Page text
— start —

Saturday, December 24, 2016

WEEKLY MARKET OUTLOOK FOR DECEMBER 26 THRU DECEMBER 30, 2016

WEEKLY MARKET OUTLOOK FOR DECEMBER 26 THRU DECEMBER 30, 2016
Indian Equities remained weaker-than-expected throughout the previous week as the NIFTY ended the Week on Friday with a net loss of 153.70 points or 1.89% while forming a lower top lower bottom on the Weekly Bar Charts. Not only did the NIFTY grossly resisted the 8150-8200 zones but remained unsuccessful in moving past the 200-DMA which now becomes a major pattern resistance to watch out for. In the coming week, though we expect a stable start to the Markets, we do not see the Markets giving a runaway rise. It is likely to trade in a broad trading range with the levels of 7900-mark acting as very important pattern support to watch out for. For the stability to return to the Markets and for the Markets to once again attempt and reverse, it would be crucially important for the Markets not to get weaker and consolidate in the current zone and hold current supports.

For the coming week, the NIFTY is likely to face resistance at 8090 and 8175 levels. The supports are expected to come in at 7905 and 7850 levels.

The RSI—Relative Strength Index on the Weekly Chart is 39.1058 and it has reached its lowest value in last 14-periods which is bearish. It does not show any bullish or bearish divergence and currently rests at a pattern support. The Weekly MACD continues to remain bearish as it trades below its signal line but it is flattening out. Apart from a black candle no other significant pattern is observed on Candles.

— end —

Data provided
— start —

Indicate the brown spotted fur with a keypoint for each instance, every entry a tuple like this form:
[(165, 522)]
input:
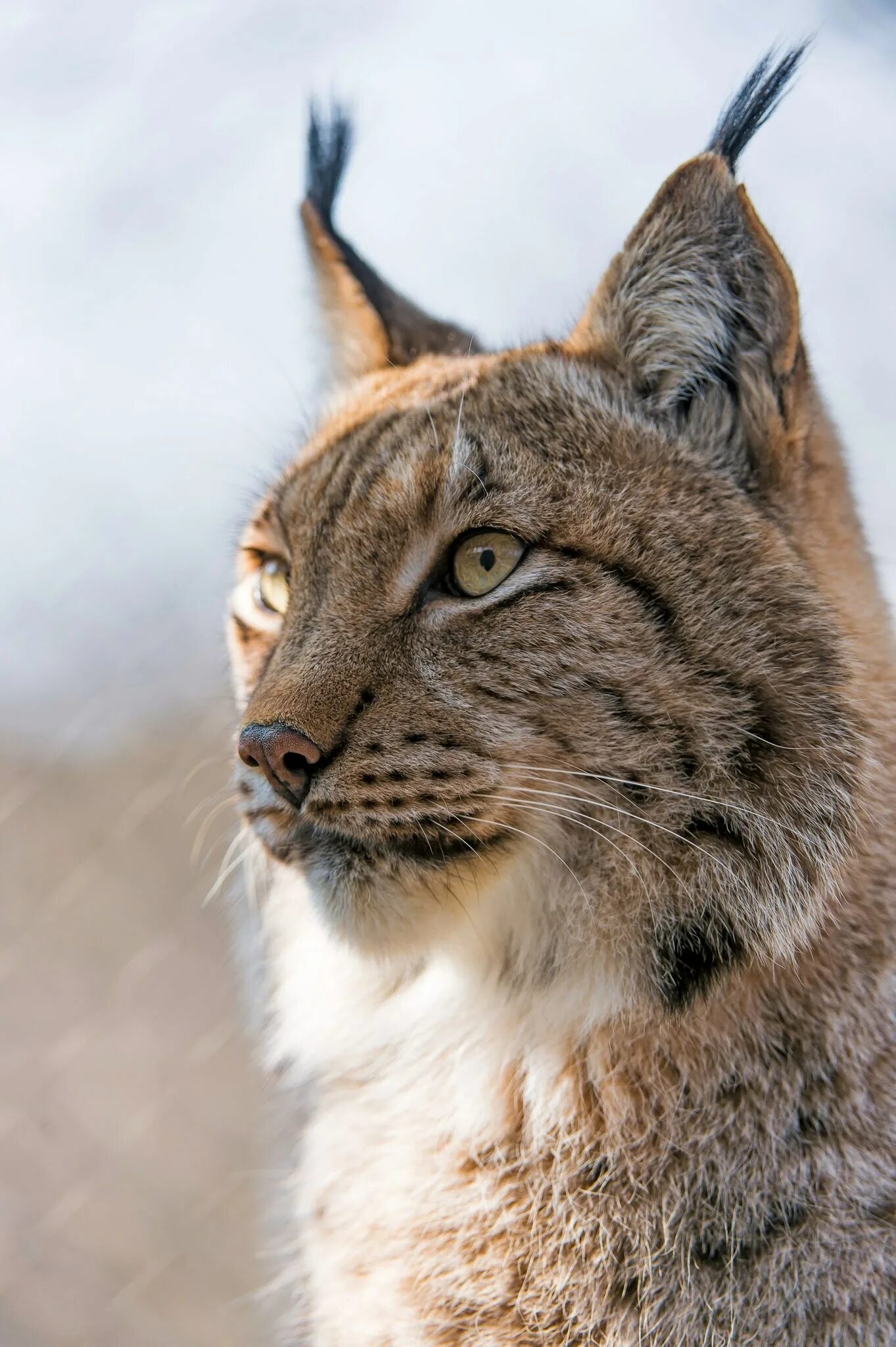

— end —

Problems to solve
1. Transcribe the stretch of the weekly market outlook from "The RSI—Relative Strength" through "observed on Candles.".
2. According to the weekly market outlook, at what levels is the NIFTY likely to face resistance in the coming week?
3. Say whether each statement agrees with the weekly market outlook, and quote the deciding words: (a) The NIFTY ended the week with a net loss of 153.70 points. (b) The Weekly MACD trades above its signal line. (c) The RSI on the Weekly Chart shows a bullish divergence.
The material plays no part in this work.

Answers for the tasks
1.
The RSI—Relative Strength Index on the Weekly Chart is 39.1058 and it has reached its lowest value in last 14-periods which is bearish. It does not show any bullish or bearish divergence and currently rests at a pattern support. The Weekly MACD continues to remain bearish as it trades below its signal line but it is flattening out. Apart from a black candle no other significant pattern is observed on Candles.

2. At 8090 and 8175.

3.
(a) Yes: "the NIFTY ended the Week on Friday with a net loss of 153.70 points or 1.89%"
(b) No: "it trades below its signal line"
(c) No: "It does not show any bullish or bearish divergence"